● Task input
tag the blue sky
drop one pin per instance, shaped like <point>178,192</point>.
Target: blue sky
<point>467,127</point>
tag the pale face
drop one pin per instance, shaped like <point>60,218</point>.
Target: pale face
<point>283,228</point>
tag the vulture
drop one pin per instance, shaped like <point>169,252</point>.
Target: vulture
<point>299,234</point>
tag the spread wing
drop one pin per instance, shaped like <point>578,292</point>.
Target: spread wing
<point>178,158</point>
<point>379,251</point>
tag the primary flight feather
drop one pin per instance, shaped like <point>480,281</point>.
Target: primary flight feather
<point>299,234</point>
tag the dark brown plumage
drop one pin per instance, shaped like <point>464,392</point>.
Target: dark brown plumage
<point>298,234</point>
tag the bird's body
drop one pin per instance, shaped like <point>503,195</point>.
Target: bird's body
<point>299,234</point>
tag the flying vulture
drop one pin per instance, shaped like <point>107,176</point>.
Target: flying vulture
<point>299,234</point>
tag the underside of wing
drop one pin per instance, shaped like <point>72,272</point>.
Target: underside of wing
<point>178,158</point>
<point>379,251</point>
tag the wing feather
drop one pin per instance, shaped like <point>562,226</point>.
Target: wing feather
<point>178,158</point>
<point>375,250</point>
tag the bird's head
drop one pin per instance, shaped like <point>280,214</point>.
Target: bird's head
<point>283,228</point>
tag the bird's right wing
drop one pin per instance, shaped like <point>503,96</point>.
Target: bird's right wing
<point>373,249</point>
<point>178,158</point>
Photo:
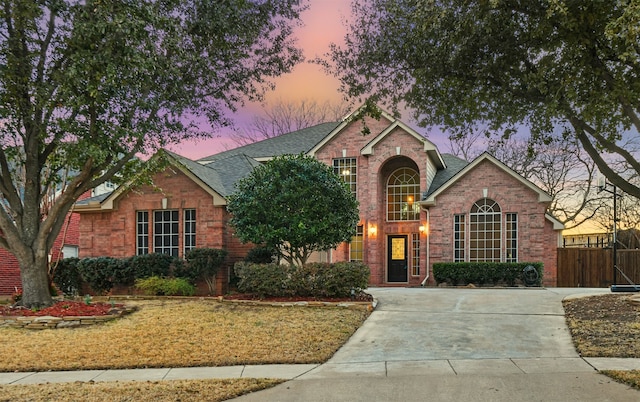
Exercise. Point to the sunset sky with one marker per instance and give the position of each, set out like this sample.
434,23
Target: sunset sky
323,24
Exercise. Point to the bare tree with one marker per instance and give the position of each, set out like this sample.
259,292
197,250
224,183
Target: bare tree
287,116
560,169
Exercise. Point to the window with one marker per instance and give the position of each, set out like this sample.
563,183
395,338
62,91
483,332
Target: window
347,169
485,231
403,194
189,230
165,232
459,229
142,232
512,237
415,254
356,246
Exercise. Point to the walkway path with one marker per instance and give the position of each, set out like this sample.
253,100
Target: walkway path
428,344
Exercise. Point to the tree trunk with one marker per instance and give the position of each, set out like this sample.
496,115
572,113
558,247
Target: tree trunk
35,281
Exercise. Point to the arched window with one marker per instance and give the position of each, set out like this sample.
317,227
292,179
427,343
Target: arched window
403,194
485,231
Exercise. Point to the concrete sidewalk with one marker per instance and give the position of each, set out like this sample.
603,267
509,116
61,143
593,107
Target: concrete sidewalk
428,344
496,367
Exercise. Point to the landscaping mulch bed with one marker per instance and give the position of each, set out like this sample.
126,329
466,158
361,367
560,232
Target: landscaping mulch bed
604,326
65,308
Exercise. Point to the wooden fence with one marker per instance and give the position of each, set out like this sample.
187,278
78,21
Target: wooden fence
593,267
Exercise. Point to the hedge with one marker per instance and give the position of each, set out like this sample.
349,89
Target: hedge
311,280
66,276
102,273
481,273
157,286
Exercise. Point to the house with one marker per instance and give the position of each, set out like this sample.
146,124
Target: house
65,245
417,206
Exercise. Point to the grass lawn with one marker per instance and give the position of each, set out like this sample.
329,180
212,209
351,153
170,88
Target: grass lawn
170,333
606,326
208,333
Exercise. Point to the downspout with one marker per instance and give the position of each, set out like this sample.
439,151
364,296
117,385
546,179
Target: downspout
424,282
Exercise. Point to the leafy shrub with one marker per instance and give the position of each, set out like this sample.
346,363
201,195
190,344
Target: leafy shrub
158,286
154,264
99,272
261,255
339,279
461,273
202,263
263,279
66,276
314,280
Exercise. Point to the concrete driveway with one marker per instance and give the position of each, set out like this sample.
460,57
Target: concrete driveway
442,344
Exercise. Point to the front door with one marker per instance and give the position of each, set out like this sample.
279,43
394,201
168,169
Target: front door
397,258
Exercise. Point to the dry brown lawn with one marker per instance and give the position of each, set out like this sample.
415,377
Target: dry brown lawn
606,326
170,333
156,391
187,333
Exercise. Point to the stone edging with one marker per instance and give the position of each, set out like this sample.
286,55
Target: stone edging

● Your goal
Rewrite the stretch from the line containing "Exercise. Point to the stone" through the end of the entries, putting "brick edging" wherever "stone edging" appears and changing nothing else.

● Result of the exercise
Exercise. Point to the brick edging with one marker per instance and give the position of each, set out like this sample.
286,55
Target: brick edging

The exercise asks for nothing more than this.